_EXERCISE INSTRUCTIONS:_
Which lines in the listing below contain the string "handlebar", with case taken into account? Show each such line in full.
----- DATASET ROWS
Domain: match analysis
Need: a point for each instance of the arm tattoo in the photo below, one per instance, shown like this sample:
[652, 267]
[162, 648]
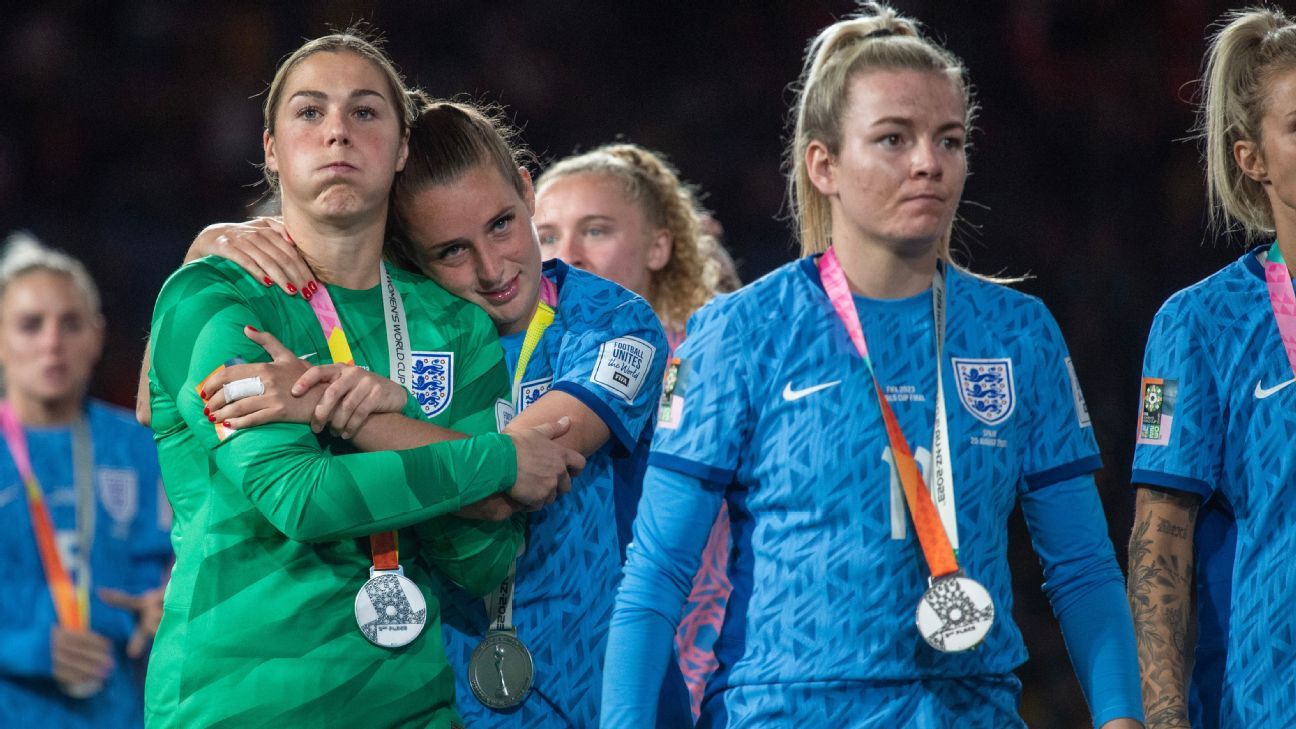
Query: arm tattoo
[1160, 594]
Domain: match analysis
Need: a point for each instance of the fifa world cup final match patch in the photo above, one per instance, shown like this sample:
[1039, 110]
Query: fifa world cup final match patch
[624, 365]
[1156, 411]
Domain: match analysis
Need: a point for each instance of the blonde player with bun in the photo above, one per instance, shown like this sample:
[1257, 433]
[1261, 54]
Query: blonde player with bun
[821, 401]
[1215, 520]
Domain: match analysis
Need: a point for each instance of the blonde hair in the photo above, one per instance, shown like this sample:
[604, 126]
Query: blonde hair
[875, 38]
[688, 278]
[1251, 47]
[25, 254]
[351, 40]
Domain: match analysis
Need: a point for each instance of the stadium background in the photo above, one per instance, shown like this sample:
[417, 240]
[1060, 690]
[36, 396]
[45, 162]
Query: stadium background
[132, 125]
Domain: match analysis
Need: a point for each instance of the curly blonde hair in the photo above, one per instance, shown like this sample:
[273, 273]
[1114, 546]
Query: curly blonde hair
[690, 276]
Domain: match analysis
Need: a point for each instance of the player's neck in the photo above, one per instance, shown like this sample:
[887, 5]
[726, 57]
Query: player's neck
[345, 256]
[35, 411]
[876, 270]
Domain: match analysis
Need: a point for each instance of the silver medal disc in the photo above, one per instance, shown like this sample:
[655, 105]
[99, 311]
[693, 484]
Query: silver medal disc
[955, 614]
[500, 671]
[390, 610]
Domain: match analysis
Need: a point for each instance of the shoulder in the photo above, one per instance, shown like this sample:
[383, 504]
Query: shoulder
[591, 304]
[771, 298]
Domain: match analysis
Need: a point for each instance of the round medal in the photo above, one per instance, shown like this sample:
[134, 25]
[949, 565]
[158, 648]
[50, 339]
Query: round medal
[390, 610]
[955, 614]
[500, 671]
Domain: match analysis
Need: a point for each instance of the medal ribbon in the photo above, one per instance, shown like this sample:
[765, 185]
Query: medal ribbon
[499, 605]
[1282, 298]
[384, 546]
[937, 546]
[71, 603]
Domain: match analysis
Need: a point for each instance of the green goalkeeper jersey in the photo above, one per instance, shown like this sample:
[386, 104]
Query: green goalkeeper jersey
[271, 522]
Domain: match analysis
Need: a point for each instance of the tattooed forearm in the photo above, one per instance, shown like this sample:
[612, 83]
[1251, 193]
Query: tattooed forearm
[1160, 594]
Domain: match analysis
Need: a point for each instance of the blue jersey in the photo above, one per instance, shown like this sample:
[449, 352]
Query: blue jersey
[130, 553]
[1221, 423]
[774, 409]
[607, 349]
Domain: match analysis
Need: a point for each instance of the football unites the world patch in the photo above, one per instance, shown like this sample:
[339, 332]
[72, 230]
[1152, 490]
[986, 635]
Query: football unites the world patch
[624, 365]
[985, 388]
[432, 379]
[1156, 410]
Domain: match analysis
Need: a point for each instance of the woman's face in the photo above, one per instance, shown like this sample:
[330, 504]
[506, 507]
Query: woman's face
[337, 140]
[898, 174]
[49, 337]
[590, 222]
[474, 238]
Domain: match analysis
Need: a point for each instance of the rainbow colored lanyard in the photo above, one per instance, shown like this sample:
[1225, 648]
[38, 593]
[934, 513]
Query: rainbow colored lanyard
[1282, 298]
[541, 321]
[384, 545]
[935, 538]
[71, 602]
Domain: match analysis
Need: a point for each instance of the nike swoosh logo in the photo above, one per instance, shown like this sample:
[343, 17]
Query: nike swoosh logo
[1262, 392]
[791, 394]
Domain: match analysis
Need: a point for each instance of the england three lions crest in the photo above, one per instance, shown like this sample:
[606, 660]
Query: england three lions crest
[433, 380]
[985, 388]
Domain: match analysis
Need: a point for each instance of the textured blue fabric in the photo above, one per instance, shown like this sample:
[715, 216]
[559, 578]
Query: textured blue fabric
[130, 553]
[1227, 427]
[776, 415]
[568, 576]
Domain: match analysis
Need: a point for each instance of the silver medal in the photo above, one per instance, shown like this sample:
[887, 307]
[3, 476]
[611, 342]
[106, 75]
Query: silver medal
[390, 610]
[500, 671]
[955, 614]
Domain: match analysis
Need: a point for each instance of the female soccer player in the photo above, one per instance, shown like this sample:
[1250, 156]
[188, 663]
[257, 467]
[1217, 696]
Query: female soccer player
[806, 400]
[1217, 418]
[81, 513]
[578, 346]
[276, 611]
[622, 213]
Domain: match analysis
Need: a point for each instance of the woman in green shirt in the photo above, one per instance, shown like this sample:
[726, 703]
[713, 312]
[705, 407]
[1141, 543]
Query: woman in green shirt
[271, 615]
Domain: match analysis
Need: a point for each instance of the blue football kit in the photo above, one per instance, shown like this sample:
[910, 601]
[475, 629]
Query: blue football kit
[607, 349]
[1221, 423]
[771, 411]
[130, 551]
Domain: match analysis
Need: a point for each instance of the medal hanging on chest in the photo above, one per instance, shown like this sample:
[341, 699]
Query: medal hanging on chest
[955, 612]
[389, 607]
[500, 671]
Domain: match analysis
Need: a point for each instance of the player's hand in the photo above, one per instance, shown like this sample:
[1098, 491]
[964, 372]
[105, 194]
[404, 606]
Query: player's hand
[544, 468]
[148, 614]
[261, 247]
[79, 657]
[277, 404]
[351, 396]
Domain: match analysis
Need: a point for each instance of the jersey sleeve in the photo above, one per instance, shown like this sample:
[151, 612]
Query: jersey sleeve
[1178, 442]
[705, 406]
[1086, 590]
[613, 365]
[1059, 441]
[302, 490]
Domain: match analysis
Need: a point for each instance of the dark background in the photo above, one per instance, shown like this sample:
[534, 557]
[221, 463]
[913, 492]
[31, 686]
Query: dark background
[130, 126]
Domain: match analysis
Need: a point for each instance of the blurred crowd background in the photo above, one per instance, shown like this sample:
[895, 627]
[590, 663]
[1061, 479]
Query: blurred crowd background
[132, 125]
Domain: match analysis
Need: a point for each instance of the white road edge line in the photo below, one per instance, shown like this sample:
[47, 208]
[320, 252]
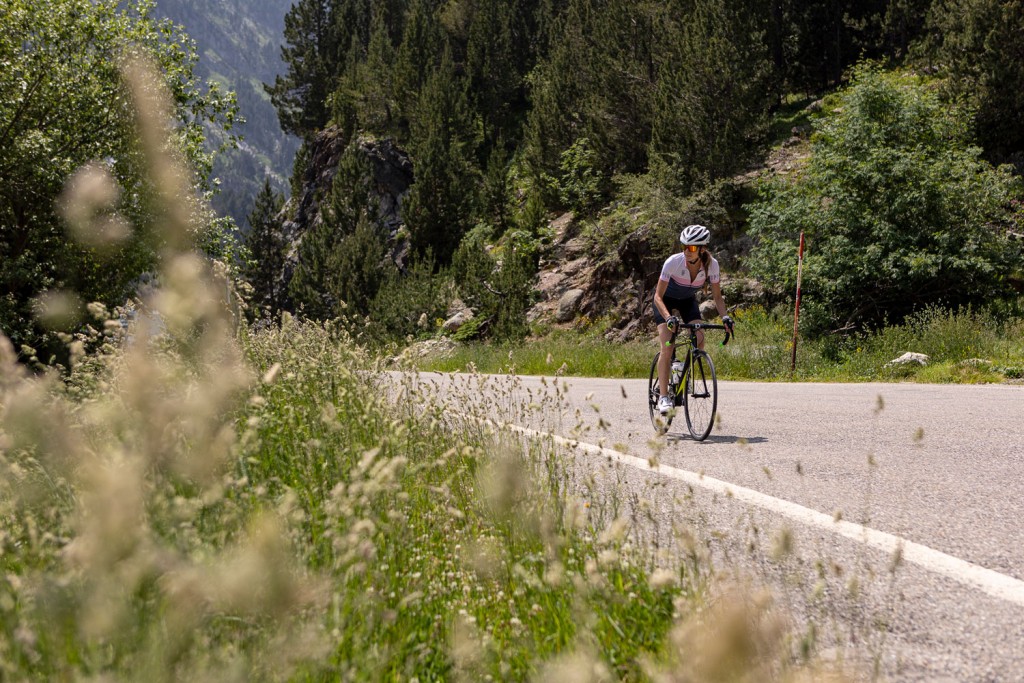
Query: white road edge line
[987, 581]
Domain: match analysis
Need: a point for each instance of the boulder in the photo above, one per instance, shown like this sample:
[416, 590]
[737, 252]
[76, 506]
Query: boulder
[567, 305]
[453, 324]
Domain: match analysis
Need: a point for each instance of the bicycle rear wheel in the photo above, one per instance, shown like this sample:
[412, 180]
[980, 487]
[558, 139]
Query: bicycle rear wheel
[701, 396]
[659, 422]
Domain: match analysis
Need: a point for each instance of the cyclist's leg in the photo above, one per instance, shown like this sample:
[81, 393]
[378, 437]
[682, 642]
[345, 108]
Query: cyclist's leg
[665, 350]
[664, 358]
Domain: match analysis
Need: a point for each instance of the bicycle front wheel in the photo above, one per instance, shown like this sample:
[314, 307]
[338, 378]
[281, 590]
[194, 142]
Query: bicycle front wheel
[659, 422]
[701, 396]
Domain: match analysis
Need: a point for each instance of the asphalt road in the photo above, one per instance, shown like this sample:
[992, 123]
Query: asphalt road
[936, 471]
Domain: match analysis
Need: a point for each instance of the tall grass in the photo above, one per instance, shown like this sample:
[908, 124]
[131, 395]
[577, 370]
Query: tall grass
[965, 346]
[193, 503]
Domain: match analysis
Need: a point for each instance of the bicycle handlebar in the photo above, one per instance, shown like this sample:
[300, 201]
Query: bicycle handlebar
[729, 332]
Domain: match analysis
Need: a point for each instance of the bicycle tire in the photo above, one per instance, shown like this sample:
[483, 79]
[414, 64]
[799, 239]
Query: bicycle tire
[700, 398]
[658, 421]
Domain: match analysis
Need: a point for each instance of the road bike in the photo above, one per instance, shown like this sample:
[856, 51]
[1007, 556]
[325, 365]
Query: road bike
[691, 384]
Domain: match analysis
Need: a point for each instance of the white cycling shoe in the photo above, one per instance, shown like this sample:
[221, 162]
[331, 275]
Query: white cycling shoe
[665, 403]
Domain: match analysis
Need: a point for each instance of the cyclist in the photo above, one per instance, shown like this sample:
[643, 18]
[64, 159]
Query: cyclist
[683, 274]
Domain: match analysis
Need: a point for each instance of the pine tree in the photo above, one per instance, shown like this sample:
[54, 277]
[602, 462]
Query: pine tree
[417, 56]
[714, 94]
[266, 253]
[437, 210]
[310, 56]
[357, 266]
[310, 286]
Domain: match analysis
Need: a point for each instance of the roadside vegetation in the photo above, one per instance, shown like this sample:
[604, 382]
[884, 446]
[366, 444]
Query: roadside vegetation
----------
_EXPECTED OUTPUT:_
Need: a point for each instance of the bicycle handlebar in the photo above, one per instance, shown like this sample:
Query: bicycle handlebar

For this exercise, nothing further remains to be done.